→ Reading passage:

■ ■ ■ ■ ■

Besides grid entities generation that facilitates the solution of PDEs, PyEFVLib also offers some I/O classes, some of which are integrated with other I/O libraries such as meshio.

4.1 - ProblemData

The ProblemData class purpose is to provide the solver every information needed to solve the problem, in such a way that one can write a code in the following way:

def solver(problemData):
  ...
  
if __name__ == "__main__":
  problemData = PyEFVLib.ProblemData(...)
  solution = solver(problemData)

This way in order to keep everything simple ProblemData only needs 5 arguments to initialize

Arguments	Arg Type	Description
meshFilePath	string	provides the path to the input mesh
outputFilePath	string	provides the directory where the results will be written
numericalSettings	NumericalSettings	provides all the numerical method details
propertyData	PropertyData	provides all the property info of the domain
boundaryConditions	BoundaryConditions	provides all the boundary conditions of the problem

• 4.1.1 - NumericalSettings

Arguments	Arg Type	Default	Description
timeStep	float	-	step in time to be increased
finalTime	float	inf	when the simulation reaches this time it'll stop
tolerance	float	1e-4	can be a steady state criterion or an iterative tolerance (it is up to who writes the solver and can be used in both ways)

■ ■ ■ ■ ■

→ Object outline annotations:
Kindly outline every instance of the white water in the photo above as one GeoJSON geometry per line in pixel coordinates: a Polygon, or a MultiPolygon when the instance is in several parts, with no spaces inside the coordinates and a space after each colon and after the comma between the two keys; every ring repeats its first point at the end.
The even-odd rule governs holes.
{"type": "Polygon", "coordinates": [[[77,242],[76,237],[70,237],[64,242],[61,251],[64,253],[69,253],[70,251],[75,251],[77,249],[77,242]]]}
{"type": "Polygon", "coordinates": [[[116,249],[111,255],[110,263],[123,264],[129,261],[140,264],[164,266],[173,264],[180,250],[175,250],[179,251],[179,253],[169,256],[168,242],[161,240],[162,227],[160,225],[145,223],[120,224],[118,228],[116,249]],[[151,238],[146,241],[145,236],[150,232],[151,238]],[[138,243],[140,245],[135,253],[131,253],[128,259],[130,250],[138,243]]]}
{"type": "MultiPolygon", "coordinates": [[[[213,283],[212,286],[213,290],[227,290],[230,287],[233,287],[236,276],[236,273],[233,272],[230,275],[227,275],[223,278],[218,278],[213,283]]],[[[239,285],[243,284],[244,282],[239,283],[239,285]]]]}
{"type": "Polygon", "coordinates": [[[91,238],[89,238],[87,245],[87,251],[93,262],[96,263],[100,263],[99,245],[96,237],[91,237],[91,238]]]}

■ ■ ■ ■ ■

Can you repeat the PyEFVLib ProblemData passage above word for word, from its first line to its last?

Besides grid entities generation that facilitates the solution of PDEs, PyEFVLib also offers some I/O classes, some of which are integrated with other I/O libraries such as meshio.

4.1 - ProblemData

The ProblemData class purpose is to provide the solver every information needed to solve the problem, in such a way that one can write a code in the following way:

def solver(problemData):
  ...
  
if __name__ == "__main__":
  problemData = PyEFVLib.ProblemData(...)
  solution = solver(problemData)

This way in order to keep everything simple ProblemData only needs 5 arguments to initialize

Arguments	Arg Type	Description
meshFilePath	string	provides the path to the input mesh
outputFilePath	string	provides the directory where the results will be written
numericalSettings	NumericalSettings	provides all the numerical method details
propertyData	PropertyData	provides all the property info of the domain
boundaryConditions	BoundaryConditions	provides all the boundary conditions of the problem

• 4.1.1 - NumericalSettings

Arguments	Arg Type	Default	Description
timeStep	float	-	step in time to be increased
finalTime	float	inf	when the simulation reaches this time it'll stop
tolerance	float	1e-4	can be a steady state criterion or an iterative tolerance (it is up to who writes the solver and can be used in both ways)